EXTRACT PROVIDED:
>>>

Some musical information such as key and time signature is valid for a segment of the score but only encoded in one location. To retrieve the “currently active” time or key signature at any score position, maps are available too.

[10]:
part.time_signature_map(part.notes[0].end.t)
[10]:
array([4., 4., 4.])

The part class contains a central method iter_all to iterate over all instances of the TimedObject class or its subclasses of a part. The iter_all method returns an iterator and takes five optional parameters: - A TimedObject subclass whose instances are returned. You can find them all in the partitura/partitura/score.py file. Default is all classes. - A include_subclasses flag. If true, instances of subclasses are returned too. E.g. part.iter_all(pt.score.TimedObject, include_subclasses=True) returns all objects or part.iter_all(pt.score.GenericNote, include_subclasses=True) returns all notes (grace notes, standard notes) - A start time in divs to specify the search interval (default is beginning of the part) - An end time in divs to specify the search interval (default is end of the part) - A mode parameter to define whether to search for starting or ending objects, defaults to starting.

<<<

SUPPLIED ENTRIES:
>>>

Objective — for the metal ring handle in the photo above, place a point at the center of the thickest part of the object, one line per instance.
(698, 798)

<<<
>>>

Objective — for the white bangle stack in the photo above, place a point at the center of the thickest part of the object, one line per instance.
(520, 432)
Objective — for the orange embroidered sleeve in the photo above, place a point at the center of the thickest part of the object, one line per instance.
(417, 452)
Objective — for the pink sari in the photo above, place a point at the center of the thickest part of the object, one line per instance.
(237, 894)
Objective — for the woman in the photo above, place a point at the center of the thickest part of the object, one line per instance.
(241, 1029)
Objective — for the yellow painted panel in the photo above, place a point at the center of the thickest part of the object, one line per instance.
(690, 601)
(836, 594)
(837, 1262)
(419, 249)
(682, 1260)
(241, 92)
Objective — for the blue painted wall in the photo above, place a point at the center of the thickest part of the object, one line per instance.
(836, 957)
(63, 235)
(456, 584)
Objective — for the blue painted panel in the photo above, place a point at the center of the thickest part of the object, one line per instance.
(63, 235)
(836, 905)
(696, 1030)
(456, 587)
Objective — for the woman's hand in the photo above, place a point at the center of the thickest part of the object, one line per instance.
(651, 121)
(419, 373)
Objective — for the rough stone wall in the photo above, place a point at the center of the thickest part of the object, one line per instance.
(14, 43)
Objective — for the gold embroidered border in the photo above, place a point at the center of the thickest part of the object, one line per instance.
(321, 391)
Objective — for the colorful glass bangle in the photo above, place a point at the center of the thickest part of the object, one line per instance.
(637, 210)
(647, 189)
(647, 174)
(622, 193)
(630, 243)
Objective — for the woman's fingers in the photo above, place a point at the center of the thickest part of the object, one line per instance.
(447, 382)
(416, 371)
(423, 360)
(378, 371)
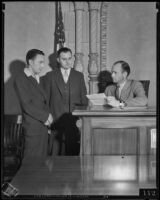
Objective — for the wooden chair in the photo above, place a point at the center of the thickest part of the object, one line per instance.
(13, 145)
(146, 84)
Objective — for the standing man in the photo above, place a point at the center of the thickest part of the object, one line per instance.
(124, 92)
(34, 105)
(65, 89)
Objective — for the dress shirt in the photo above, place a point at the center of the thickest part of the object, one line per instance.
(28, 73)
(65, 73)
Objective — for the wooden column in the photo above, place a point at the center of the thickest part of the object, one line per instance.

<<<
>>>

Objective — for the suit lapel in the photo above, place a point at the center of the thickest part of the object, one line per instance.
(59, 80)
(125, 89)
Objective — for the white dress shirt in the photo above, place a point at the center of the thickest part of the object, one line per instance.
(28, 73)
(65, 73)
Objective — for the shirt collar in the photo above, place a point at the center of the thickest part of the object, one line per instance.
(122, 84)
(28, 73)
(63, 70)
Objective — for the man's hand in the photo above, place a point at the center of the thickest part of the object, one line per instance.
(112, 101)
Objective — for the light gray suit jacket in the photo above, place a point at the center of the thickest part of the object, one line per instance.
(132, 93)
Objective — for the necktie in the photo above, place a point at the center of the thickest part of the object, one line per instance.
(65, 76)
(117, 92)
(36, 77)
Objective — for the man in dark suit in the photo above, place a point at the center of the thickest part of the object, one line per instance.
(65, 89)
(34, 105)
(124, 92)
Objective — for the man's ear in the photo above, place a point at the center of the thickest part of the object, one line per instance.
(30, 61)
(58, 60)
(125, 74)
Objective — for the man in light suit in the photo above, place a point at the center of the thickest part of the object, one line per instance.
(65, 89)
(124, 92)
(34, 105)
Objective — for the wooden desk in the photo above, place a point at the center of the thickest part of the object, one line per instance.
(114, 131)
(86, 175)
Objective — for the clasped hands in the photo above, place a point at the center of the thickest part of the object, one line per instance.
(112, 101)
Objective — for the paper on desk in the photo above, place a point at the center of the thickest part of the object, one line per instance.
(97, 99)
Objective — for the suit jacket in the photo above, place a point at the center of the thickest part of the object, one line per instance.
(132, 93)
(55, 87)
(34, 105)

<<<

OBJECTIVES:
a. In the partitura excerpt, what does the mode parameter of iter_all default to?
b. Transcribe the partitura excerpt between "Some musical information" and "are available too.", inclusive.
c. Continue the partitura excerpt on iterating over part objects, starting after its final sentence.
The entries were drawn from an unrelated source.

WRITTEN ANSWERS:
a. It defaults to searching for starting objects.

b.
Some musical information such as key and time signature is valid for a segment of the score but only encoded in one location. To retrieve the “currently active” time or key signature at any score position, maps are available too.

c.
[11]:
for measure in part.iter_all(pt.score.Measure):
    print(measure)
0--48 Measure number=1
[12]:
for note in part.iter_all(pt.score.GenericNote, include_subclasses=True, start=0, end=24):
    print(note)
0--48 Note id=n01 voice=1 staff=2 type=whole pitch=A4
0--24 Rest id=r01 voice=2 staff=1 type=half

Let’s use class retrieval, time mapping, and object creation together and add a new measure with a single beat-length note at its downbeat. This code works even if you know nothing about the underlying score.

[13]:
# figure out the last measure position, time signature and beat length in divs
measures = [m for m in part.iter_all(pt.score.Measure)]
last_measure_number = measures[-1].number
append_measure_start =  measures[-1].end.t
Last_measure_ts = part.time_signature_map(append_measure_start)

Last_measure_ts = part.time_signature_map(append_measure_start)
one_beat_in_divs_at_the_end = append_measure_start - part.inv_beat_map(part.beat_map(append_measure_start)-1)
append_measure_end = append_measure_start +  one_beat_in_divs_at_the_end*Last_measure_ts[0]

# add a measure
a_new_measure = pt.score.Measure(number = last_measure_number+1)
part.add(a_new_measure, start=append_measure_start, end=append_measure_end)
# add a note
a_new_note = pt.score.Note(id='n04', step='A', octave=4, voice=1)
part.add(a_new_note, start=append_measure_start, end=append_measure_start+one_beat_in_divs_at_the_end)
[14]:
# print(part.pretty())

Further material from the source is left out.